— JOB —
Send back the entries below exactly as they appear.

Stored items
• • •
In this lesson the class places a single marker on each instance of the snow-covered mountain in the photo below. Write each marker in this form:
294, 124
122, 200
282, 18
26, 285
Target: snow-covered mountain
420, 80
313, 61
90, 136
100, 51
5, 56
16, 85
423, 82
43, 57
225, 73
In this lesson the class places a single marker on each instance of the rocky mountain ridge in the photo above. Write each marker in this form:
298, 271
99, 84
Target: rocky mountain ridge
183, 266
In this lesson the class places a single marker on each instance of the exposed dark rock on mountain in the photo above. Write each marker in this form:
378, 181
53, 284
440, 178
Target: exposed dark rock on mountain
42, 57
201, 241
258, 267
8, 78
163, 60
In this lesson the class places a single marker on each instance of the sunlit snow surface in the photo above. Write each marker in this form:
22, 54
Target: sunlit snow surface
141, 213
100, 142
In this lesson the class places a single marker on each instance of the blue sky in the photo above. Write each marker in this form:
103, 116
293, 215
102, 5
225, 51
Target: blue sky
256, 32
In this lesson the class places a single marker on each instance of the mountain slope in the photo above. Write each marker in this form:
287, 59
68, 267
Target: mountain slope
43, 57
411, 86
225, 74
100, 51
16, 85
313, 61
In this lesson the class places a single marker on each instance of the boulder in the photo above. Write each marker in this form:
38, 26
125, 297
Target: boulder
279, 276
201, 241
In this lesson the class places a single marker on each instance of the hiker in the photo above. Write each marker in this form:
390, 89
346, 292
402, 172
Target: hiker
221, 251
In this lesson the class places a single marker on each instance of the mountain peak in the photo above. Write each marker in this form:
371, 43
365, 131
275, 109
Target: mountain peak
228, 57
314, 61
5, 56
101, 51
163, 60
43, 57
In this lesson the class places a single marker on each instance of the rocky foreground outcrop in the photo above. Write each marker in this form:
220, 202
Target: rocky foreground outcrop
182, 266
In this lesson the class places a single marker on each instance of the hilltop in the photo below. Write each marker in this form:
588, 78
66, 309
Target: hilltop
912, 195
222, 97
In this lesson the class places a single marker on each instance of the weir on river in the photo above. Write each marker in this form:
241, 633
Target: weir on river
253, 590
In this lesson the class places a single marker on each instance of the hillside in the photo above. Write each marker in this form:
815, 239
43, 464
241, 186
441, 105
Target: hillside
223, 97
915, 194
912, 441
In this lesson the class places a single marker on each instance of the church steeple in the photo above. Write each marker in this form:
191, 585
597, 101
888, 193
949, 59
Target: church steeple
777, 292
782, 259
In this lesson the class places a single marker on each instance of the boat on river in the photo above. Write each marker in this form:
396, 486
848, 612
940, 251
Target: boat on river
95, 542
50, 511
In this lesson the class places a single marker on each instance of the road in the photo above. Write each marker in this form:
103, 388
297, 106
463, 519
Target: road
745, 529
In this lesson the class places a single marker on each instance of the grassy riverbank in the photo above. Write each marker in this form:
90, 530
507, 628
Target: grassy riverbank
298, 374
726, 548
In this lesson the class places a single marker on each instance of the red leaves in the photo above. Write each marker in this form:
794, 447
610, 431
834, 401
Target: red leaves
• • •
— RESPONSE FOR THIS EXERCISE —
In this lesson the class places a single marker on each instance of the snow-covered mountain in the photo below. Write each marker in this form:
294, 124
122, 200
282, 18
26, 285
Target: snow-covered mountain
420, 80
313, 61
90, 136
100, 51
5, 56
16, 85
423, 82
43, 57
225, 73
In this lesson the class places a single marker on each instance of the rocky mountain ridge in the photo above. Write each marker in this form:
298, 271
99, 84
Target: rocky mountain ridge
183, 266
In this lesson the class places a single marker on each instance of the exposed dark rock on mountain in the photo above. Write each marker in this form:
378, 181
53, 284
440, 178
Target: exposed dark rock on mountain
42, 57
201, 241
258, 267
8, 78
163, 60
In this lesson the class places a single marker on each instance of the sunlit snow surface in the photo above. Write each marker in this form:
22, 54
Target: sunlit snow surface
141, 213
100, 142
In this lesson the class places a single marker on each instance of the blue sky in the photo above. Write each marker in this form:
103, 116
293, 215
102, 5
225, 51
Target: blue sky
256, 32
In this lesson the class places a single marker on each instance of the mountain slope in the photo above. Write each marker in this form:
287, 59
68, 267
Target: mountain slope
43, 57
411, 86
225, 74
100, 51
16, 85
313, 61
In this lesson the class places a single marker on each instance of the boulder in the photo above. Write each marker in this form:
38, 26
125, 297
Target: boulder
279, 276
201, 241
In this lesson the class places a single marker on each instance of the hiker in the photo above. Write each marker in this form:
390, 89
346, 292
402, 172
Target: hiker
221, 251
In this lesson the class places a single marker on each instance of the mountain peak in the photo above. Write each marker in this form:
371, 43
365, 131
275, 109
Target: mountain peak
228, 57
314, 61
5, 56
101, 51
163, 60
43, 57
In this lesson the class places a single marker on each instance of the rocky foreground outcrop in the photo above. Write each marker in this form:
220, 202
Target: rocky foreground outcrop
182, 266
In this lesson the class places a single marker on each instance of the hilltop in the photo below. Write each marker in this form:
588, 78
66, 309
Target: hilltop
912, 195
222, 97
In this lesson the class places a single marker on each instance of the weir on river in the photo above. Write each marker in this form:
241, 633
Target: weir on river
253, 590
In this lesson the class places a single marker on each instance of the hillside in the photo above. Write each marker in this form:
815, 239
43, 464
241, 186
441, 105
Target: hillside
223, 97
915, 194
912, 441
In this lesson the class places a single marker on each instance of the church steeple in the photo above. Write each marker in this form:
191, 585
597, 101
888, 193
949, 59
Target: church steeple
777, 292
782, 259
In this lesson the class places a single marker on each instance of the boat on river in the photo above. Write each marker in this form:
396, 486
848, 612
940, 251
Target: boat on river
95, 542
50, 511
In this lesson the class places a single marker on each instance of the road in the photo above. Write each marker in this form:
103, 388
297, 106
463, 519
Target: road
745, 529
In this lesson the class places a single marker on each instance of the grassy riverbank in the photo above. Write each marker in this form:
90, 530
507, 628
Target: grassy riverbank
298, 374
726, 548
In this lesson the class places a single marker on each instance of the red leaves in the photo above. Write each marker in this form:
794, 447
610, 431
834, 401
Target: red leaves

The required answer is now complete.